WHAT NEEDS TO BE DONE →
Locate every line in the records below that contains the string "café", treating uppercase and lowercase as different, and copy each of those lines.

────────────────

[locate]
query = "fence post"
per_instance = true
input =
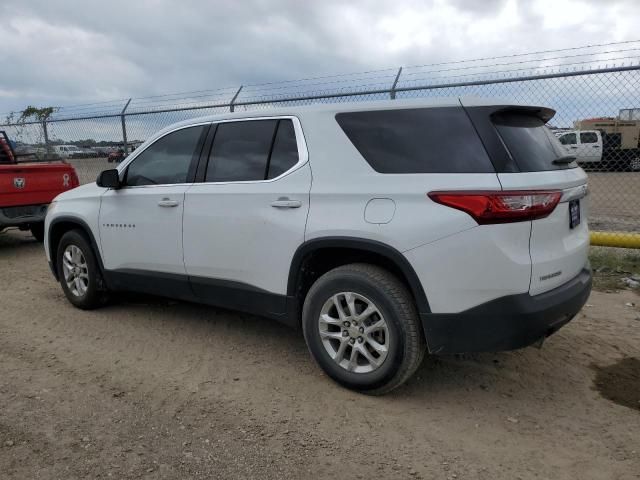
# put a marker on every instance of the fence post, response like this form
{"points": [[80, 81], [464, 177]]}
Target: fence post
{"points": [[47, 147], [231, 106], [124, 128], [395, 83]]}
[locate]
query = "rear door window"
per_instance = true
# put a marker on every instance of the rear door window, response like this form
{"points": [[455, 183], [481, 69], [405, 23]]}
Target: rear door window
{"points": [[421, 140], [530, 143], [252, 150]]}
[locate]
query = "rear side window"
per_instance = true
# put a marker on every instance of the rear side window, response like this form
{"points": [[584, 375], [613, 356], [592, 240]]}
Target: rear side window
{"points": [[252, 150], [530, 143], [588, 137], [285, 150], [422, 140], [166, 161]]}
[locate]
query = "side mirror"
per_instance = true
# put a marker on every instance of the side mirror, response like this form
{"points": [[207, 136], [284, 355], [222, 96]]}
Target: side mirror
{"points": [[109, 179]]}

────────────────

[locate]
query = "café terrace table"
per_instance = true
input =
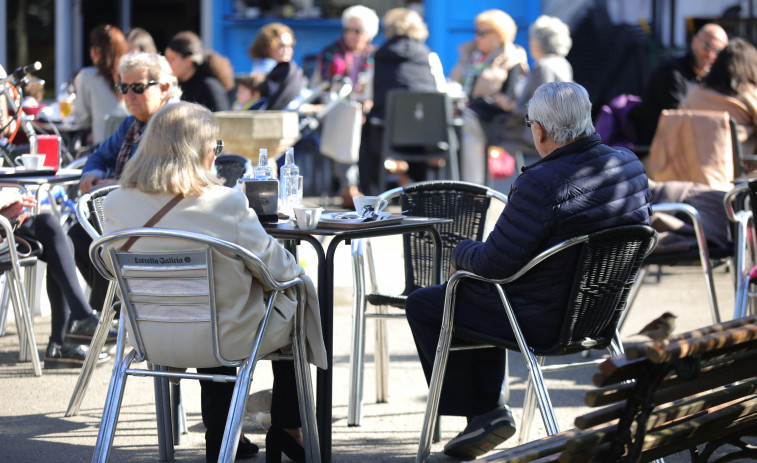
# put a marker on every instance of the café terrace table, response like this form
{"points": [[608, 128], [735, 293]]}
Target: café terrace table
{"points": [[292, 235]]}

────────────────

ANSWER TO THIS TASK →
query = "café terrace table"
# put a marker on every instance of the café terrace table, response like this form
Target: café terrace table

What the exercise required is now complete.